Input for this task —
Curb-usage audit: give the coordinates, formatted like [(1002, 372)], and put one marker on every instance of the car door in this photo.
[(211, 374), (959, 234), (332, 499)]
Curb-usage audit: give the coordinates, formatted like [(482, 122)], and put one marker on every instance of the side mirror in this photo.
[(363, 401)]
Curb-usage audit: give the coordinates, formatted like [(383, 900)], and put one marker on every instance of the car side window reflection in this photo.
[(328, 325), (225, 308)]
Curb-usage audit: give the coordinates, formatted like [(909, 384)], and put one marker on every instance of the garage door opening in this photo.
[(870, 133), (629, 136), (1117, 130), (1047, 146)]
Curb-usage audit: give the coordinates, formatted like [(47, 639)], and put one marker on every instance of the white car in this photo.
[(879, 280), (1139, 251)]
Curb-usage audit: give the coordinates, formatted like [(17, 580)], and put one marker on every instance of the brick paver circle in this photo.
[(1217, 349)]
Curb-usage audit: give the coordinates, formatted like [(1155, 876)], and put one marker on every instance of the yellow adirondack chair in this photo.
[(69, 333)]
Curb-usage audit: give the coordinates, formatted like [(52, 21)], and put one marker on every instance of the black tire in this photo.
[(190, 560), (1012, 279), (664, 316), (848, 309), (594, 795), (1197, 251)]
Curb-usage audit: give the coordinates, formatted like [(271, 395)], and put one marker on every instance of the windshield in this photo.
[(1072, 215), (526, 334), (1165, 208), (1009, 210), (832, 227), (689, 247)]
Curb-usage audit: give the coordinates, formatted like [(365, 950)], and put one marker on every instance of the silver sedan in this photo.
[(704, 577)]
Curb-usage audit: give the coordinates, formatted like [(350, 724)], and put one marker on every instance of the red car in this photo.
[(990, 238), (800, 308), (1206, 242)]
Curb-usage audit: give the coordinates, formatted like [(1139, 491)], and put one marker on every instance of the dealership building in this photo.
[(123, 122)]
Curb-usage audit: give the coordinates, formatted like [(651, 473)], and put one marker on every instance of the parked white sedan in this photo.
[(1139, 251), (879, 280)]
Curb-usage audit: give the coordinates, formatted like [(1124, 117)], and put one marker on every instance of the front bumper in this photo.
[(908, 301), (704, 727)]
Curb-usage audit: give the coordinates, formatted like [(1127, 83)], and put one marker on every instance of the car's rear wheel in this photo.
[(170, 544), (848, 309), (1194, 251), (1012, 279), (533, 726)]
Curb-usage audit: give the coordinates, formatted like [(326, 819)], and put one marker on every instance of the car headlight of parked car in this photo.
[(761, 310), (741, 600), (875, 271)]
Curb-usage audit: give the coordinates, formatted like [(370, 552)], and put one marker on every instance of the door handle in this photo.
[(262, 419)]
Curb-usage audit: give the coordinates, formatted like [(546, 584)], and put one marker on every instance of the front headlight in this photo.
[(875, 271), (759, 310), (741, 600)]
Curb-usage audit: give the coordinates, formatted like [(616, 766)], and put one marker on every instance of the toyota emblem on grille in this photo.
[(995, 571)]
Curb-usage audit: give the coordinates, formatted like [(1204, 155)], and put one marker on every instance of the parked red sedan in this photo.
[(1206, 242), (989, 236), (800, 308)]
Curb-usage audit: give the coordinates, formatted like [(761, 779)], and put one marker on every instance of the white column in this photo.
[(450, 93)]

Problem to work on — Return every line of the data above verbatim, with nothing altered, added, or omitted.

The result —
Curb-usage audit: give the coordinates, formatted like [(1002, 372)], and put one marker on every instance of the car door in this photo.
[(211, 374), (959, 234), (332, 499)]
Curb-usage audit: give the coordinates, formatted like [(482, 122)], and put one marker on every instance of the side mirror in this photo.
[(363, 401)]
Curb-usage audit: give the coordinates, formatted like [(383, 900)], and put one marker on every instance of the car side window reflection in this photo.
[(328, 325), (225, 308)]
Curb-usage audit: give the coordinates, formatted like [(909, 384)], and put one marker on every instance of the garage door opening in this photo.
[(870, 133), (629, 136), (1117, 130), (1047, 146)]
Curb-usage audit: give the coordinates, formatted like [(47, 639)], and put one marker on every instance of the white car in this photo.
[(879, 280), (1139, 251)]
Curb-usage audit: give the coordinates, formatted like [(17, 580)], and put one marker on every instance of the brick paver circle in this photo.
[(1217, 349)]
Curb-usage audit: give the coordinates, formatted like [(1155, 876)], and put one marker on every instance of the yellow adirondack chair in this photo.
[(69, 333)]
Curb-usage audit: give the coordinates, formatted like [(52, 21)], and put one marker on every instance of the black tire in this photo.
[(190, 560), (1012, 279), (664, 316), (848, 309), (594, 795), (1197, 251)]
Curb-usage audit: give the coordinates, formatted like [(271, 395)], and put one marker on every instance of the windshield in this photo.
[(1072, 215), (526, 334), (1165, 208), (1009, 210), (832, 227), (689, 247)]
Curb-usage audit: give the coordinates, formatted like [(365, 950)], and put one marker on every instance of the silver sedan in this photo.
[(704, 577)]
Curb-usage audit: give the coordinates, formatted like [(350, 724)], and put one marker on every instance of the red car in this photo.
[(990, 238), (800, 308), (1206, 242)]
Curb-usage audit: give the coordinates, formatted like [(1139, 491)], and put one marker on every instance of the dealership building in this photo.
[(123, 122)]
Curb-usage audit: give the coordinates, formatted like [(651, 473)], and put one marker on every instance of the parked white sedan in this photo.
[(1139, 251), (879, 280)]
Curb-usage audit: give the coordinates, formatted like [(1124, 117)], and put one marker on every instance of the front bumper in this photo.
[(908, 301), (704, 727)]
Curb-usage audit: give the coordinates, formatted like [(1127, 83)], and put one marker on every instance of the car's rear wheel in this photo.
[(170, 544), (848, 309), (1194, 251), (1012, 279), (533, 726)]
Curb-usage audit: give the coordinates, formatted like [(326, 819)], and put one marker on every instance of the car headlight of parked car in this photo.
[(761, 310), (741, 600), (875, 271)]
Curb-usage audit: give the coordinates, formatted like [(370, 552)], and put one marker on every instance of the door handle in this photo.
[(262, 419)]
Curb-usage audit: give the coordinates, formatted like [(546, 584)], and put one marker on every instance of the front headlight in this photo.
[(875, 271), (759, 310), (741, 600)]
Curb-usage audit: give the coordinates, formatted like [(616, 766)], and put one marker on every instance of the toyota emblem on grille in this photo.
[(995, 571)]
Curb-usage audit: give the coordinates, formatted like [(1204, 155)], and put one marker on every instance of the parked red sedan in this photo.
[(1206, 242), (989, 236), (800, 308)]
Curb-usage audit: give the coordinates, formatted like [(761, 779)], and put one marker on every instance of the white column in this photo.
[(450, 93)]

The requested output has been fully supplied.